The exercise:
Find the line that contains "Sports-analytics tagging: mark the halo". Repeat that line and all lines following it, exactly, through the end of the listing below.
================
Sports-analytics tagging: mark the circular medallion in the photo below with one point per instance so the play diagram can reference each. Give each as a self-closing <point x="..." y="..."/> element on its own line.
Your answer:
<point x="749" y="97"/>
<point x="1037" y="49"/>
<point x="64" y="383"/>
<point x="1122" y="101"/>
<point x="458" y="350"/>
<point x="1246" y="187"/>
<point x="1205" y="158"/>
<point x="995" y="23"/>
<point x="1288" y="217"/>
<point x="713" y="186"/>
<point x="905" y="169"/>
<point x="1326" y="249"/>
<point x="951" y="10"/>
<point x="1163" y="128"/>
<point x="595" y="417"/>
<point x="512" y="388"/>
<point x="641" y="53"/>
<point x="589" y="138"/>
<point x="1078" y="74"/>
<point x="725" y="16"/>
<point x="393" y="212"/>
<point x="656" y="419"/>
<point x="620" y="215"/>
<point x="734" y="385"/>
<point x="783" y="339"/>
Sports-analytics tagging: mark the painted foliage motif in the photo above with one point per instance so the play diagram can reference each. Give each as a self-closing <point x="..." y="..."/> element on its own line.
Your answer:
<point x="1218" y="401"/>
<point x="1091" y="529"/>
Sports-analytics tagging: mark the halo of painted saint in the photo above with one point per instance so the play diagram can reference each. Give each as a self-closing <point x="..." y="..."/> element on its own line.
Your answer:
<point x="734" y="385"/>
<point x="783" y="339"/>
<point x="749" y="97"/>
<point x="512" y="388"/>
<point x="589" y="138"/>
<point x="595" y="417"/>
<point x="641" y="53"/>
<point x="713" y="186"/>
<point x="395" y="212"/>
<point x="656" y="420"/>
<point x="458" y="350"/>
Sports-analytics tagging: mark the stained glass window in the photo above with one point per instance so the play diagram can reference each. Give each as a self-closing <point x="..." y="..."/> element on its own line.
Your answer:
================
Correct response:
Sports-analytics tagging: mark the halo of painted saint in the photo above with one point per instance so the play diagram can reference each. Give each as a self-closing <point x="..." y="..."/> element on its own line.
Your answer:
<point x="734" y="385"/>
<point x="783" y="339"/>
<point x="749" y="97"/>
<point x="512" y="388"/>
<point x="589" y="138"/>
<point x="595" y="417"/>
<point x="641" y="53"/>
<point x="713" y="186"/>
<point x="395" y="212"/>
<point x="656" y="420"/>
<point x="458" y="350"/>
Sports-analytics tagging: mark the stained glass window in the photo above with one point per instance so the play diagram can reference each. Give each as a self-closing <point x="..." y="..."/> element on its own line.
Your answer:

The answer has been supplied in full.